SOURCE RECORDS Start Marker

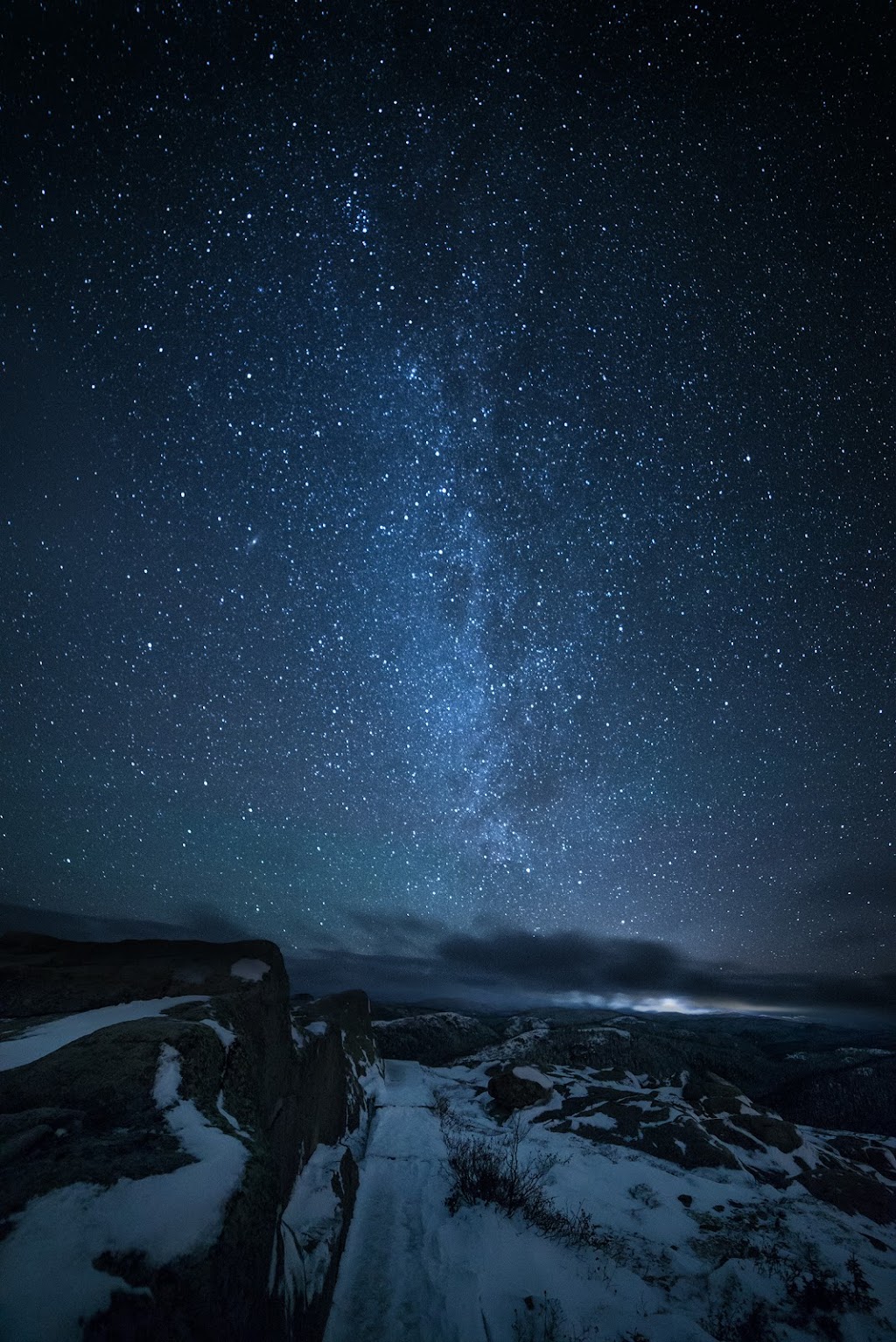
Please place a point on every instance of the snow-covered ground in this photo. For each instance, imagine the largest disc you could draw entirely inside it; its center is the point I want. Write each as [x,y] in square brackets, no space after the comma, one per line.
[55,1033]
[58,1238]
[671,1272]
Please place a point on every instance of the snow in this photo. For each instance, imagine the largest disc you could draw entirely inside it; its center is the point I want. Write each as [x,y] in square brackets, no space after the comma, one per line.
[58,1236]
[252,970]
[229,1118]
[46,1039]
[226,1035]
[310,1228]
[413,1271]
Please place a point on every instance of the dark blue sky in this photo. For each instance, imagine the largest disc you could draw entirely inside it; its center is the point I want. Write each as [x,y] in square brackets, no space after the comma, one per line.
[447,470]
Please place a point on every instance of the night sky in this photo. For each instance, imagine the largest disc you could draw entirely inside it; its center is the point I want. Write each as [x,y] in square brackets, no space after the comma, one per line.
[447,475]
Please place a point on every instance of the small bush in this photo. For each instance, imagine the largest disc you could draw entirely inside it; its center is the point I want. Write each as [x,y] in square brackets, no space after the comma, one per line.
[490,1169]
[543,1321]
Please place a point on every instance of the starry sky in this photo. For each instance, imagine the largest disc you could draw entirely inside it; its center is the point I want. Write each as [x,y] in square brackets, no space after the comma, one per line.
[448,474]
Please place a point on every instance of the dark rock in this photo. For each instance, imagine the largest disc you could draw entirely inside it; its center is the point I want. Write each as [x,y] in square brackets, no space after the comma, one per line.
[433,1039]
[284,1098]
[511,1091]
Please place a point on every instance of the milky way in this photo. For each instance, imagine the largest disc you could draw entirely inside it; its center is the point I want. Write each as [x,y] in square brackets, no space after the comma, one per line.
[448,472]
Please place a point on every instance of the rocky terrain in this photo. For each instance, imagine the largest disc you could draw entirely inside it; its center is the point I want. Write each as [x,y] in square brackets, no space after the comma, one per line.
[186,1151]
[164,1123]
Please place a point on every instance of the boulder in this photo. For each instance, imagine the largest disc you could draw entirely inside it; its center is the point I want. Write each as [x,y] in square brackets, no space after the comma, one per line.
[520,1087]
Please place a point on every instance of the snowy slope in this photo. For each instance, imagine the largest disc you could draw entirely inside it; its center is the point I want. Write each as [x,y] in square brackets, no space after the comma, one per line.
[669,1272]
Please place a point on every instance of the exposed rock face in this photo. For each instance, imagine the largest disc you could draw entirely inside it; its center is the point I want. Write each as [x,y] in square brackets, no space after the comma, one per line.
[153,1161]
[704,1121]
[433,1039]
[518,1087]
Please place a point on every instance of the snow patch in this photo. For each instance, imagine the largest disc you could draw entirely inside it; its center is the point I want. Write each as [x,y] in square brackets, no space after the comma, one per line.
[164,1216]
[252,970]
[46,1039]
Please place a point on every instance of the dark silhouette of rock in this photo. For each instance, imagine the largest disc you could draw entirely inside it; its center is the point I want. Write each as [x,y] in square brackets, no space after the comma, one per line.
[432,1038]
[511,1090]
[88,1114]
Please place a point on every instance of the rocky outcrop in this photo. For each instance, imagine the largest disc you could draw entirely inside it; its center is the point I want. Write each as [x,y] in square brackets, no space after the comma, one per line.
[518,1087]
[433,1039]
[165,1126]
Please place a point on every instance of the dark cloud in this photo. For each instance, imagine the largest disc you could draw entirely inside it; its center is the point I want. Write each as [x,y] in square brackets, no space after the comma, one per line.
[405,957]
[569,961]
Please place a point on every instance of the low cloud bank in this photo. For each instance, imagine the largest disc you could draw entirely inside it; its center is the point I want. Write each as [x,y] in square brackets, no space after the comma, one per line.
[400,955]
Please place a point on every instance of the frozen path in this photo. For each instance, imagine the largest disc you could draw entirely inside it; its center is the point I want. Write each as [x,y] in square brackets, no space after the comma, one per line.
[399,1276]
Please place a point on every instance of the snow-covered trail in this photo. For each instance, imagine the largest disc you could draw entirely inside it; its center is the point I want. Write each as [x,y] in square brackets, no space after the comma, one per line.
[399,1276]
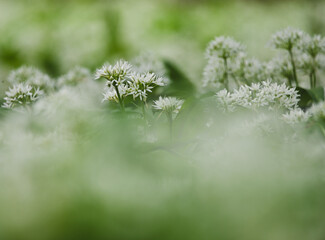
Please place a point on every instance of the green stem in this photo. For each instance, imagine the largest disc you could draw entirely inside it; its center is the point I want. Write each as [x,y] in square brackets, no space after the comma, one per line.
[311,80]
[144,112]
[170,121]
[226,73]
[294,68]
[314,72]
[289,81]
[119,98]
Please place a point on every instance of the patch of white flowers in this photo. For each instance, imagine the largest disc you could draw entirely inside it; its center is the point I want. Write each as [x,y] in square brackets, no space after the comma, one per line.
[286,39]
[148,62]
[21,95]
[123,81]
[295,116]
[266,94]
[229,67]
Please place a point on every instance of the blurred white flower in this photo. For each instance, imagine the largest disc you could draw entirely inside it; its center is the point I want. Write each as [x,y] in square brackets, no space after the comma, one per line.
[317,111]
[287,38]
[21,95]
[110,93]
[312,45]
[168,104]
[295,116]
[31,76]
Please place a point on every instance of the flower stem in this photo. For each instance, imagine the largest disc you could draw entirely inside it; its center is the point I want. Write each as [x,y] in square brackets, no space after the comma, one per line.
[225,73]
[119,98]
[293,68]
[170,121]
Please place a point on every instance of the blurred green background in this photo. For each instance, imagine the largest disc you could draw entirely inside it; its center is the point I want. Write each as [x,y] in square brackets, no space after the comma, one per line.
[56,35]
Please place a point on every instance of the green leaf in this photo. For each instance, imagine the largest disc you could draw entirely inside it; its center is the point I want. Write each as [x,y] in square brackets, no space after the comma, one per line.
[180,84]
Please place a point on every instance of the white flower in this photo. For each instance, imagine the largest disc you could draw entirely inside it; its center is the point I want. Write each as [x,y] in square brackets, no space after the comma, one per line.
[282,69]
[168,104]
[250,70]
[312,45]
[214,73]
[142,84]
[317,111]
[295,116]
[225,100]
[115,75]
[74,77]
[148,62]
[31,76]
[111,95]
[224,47]
[286,39]
[266,94]
[21,95]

SOURCE RECORDS End Marker

> _ACTIVITY_
Here the job is to print all the entries above exactly, minus the images.

> _OUTPUT FOR THIS EXERCISE_
Please place a point on every instance of the snow-covered ground in this photo. For each instance, imagine the largest disc you could draw entirely inside it; its center is the point I want. Write each as [x,y] in square brackets, no space after the comma, one per line.
[55,1033]
[58,1238]
[671,1272]
Please place a point on every instance of the snow in this photo. For each instance, imagine the largest disc you could draw entirely inside it; its center is the point I want. Write each as [x,y] in square brackets, no space after the comma, one per line.
[58,1236]
[252,970]
[229,1118]
[46,1039]
[226,1035]
[310,1228]
[413,1271]
Please place a point on every instance of the dark blue sky in this photo. For each instance, imagine the largest disc you could draw entirely inside it; its center is the point I want. Write each as [x,y] in square brackets, no space after the comma, one per line.
[447,470]
Please place a point on every instance of the night sky in this photo. For each instance, imagine the largest disc you could draw entirely inside it; its center is the point I want. Write each as [x,y] in square brackets, no space after the comma, one per line.
[447,475]
Please place a point on every instance of the small bush in this photo. For each instance, imagine the largest disc you could draw entirely inside it; its center is the point I want. Write each as [x,y] in square brackets, no space after the comma, one per line.
[490,1169]
[543,1321]
Please place a point on every instance of the starry sky in this photo. For each instance, imagine the largest disc you could draw entirely inside it; its center is the point I want. Write each as [x,y] in square brackets, no space after the comma, one per line.
[448,474]
Please place a point on every instance of the dark rock in this photo. For each instance, imagine the largest disc you could draw entirely inside it; its center is the point I want. Write each as [x,y] in square brackets, no space after the comma, one per line.
[433,1039]
[284,1098]
[511,1091]
Please place a point on every instance of the milky way in this photo. For each instance, imagine the largest disc you could draw entirely inside it; its center is the point I want. Write each as [x,y] in square brackets, no space after the comma, one per line.
[448,472]
Please place a point on every instance of the rocky terrain in this photo. For each instance, imagine the largest disc you could draw entirely inside it; its center is the point I want. Write each as [x,y] in square brackets, no space after the comma, one per line.
[186,1151]
[164,1123]
Please place a point on every instance of the boulder in this photo. For each instance, imagine the largest disc you could draw entirely inside it; its center is the point I want. Write each as [x,y] in square brackets, no space after the comma, one per line.
[520,1087]
Please place a point on every instance of the snowy slope in this photo. For each instance, imagine the largest disc you could draw entirely inside it; its center is the point I want. Write each as [x,y] in square brackets, no space after the comma, one per line.
[669,1272]
Please place a point on every instance of the exposed rock face in this photo. For each instance, imagine the largest disc you could draw entirely inside it; its center is the point I want. Write each as [x,y] in square brackets, no space after the comma, one per line.
[153,1161]
[704,1121]
[433,1039]
[518,1087]
Please place a point on every instance of the snow patch in this photo. For each instance, imagine the largest disc you could draw entirely inside it; its center is the point I want. Write each as [x,y] in square brackets, no space after the comma, one per line.
[164,1216]
[252,970]
[46,1039]
Please place a point on every instance of the dark silhouette of rock in this photo. For each instance, imagine the largest disc you could draw entirely inside it; its center is the point I want. Write each as [x,y] in square brackets, no space after the comma, one per line.
[432,1038]
[511,1090]
[88,1114]
Please place a point on every instance of the rocky outcrop in this photo. For each instance, imagine the largest disc you could draw entirely inside it; its center is the point I want. Write each as [x,y] in square brackets, no space after the comma, one per line.
[518,1087]
[433,1039]
[165,1126]
Please place a point on every instance of the dark cloud in this photo. For each instance, imagine the largest disc you could draw entirely inside it; its center is the point I want. Write each as [x,y] in square brackets, no space after the comma, one per line.
[405,957]
[569,961]
Please place a point on every instance of the low cloud bank in this photo. For each instance, imagine the largest disc you could draw entirely inside it; its center is the point I want. Write each as [x,y] in square brackets, no space after the comma, one per line.
[400,955]
Please place a point on every instance of the frozen path in this photo. For each instance, imagine the largest disc you could draw entirely inside it; its center is the point I want. Write each as [x,y] in square brackets, no space after the comma, one per line.
[399,1276]
Please place a point on every instance of the snow-covered trail in this photo. For each instance, imagine the largest disc you could draw entirely inside it; its center is the point I want. Write each as [x,y] in square brackets, no space after the comma, one per line.
[399,1276]
Please place a point on every instance of the green stem in this photo. For each instance, imagine the largest disc you could draw entirely inside it; its center is the point I want. Write each as [x,y] in square brackets, no space after the comma, one per line.
[311,80]
[144,112]
[170,121]
[226,73]
[294,68]
[314,72]
[289,81]
[119,98]
Please place a point on every instance of the patch of white flowers in this photo. For each instance, imagine the largest disc you could draw entirely inside it; its center is the point I want. Write each as [x,y] in square brackets, no space after the comma, one per line.
[286,39]
[148,62]
[21,95]
[123,81]
[295,116]
[266,94]
[229,67]
Please place a point on every instance of the blurred white flower in this photo. For each instance, imagine the largest disc you could draw entirely inside it; its center is the point I want. Write each as [x,y] in square brackets, no space after the comma, one per line.
[317,111]
[287,38]
[21,95]
[110,93]
[312,45]
[168,104]
[295,116]
[31,76]
Please place a point on every instance of the flower stem in this photo. For each instance, imagine the largest disc you could draw entirely inside it; its center is the point I want. Write each as [x,y] in square brackets, no space after the comma, one per line.
[225,73]
[119,98]
[293,68]
[170,121]
Please place a point on every instance of the blurred green background in this photo. For each instance, imagine the largest disc you could draw entirely inside it; its center is the point I want. Write each as [x,y] in square brackets, no space after the comma, one per line.
[56,35]
Please place a point on every instance of the green leaf in this photo. For each instance, imagine the largest disc you could draw entirely inside it; its center is the point I want. Write each as [x,y] in square brackets, no space after the comma, one per line.
[180,84]
Please place a point on every instance of the white flower in this photo. For each instance, imagine the largest disc you could draw entirely inside it; its center is the point I want. Write each as [x,y] in square brackets, no space after the comma, one per line.
[282,69]
[168,104]
[250,70]
[312,45]
[214,73]
[142,84]
[317,111]
[295,116]
[225,100]
[115,75]
[74,77]
[148,62]
[31,76]
[111,95]
[224,47]
[286,39]
[266,94]
[21,95]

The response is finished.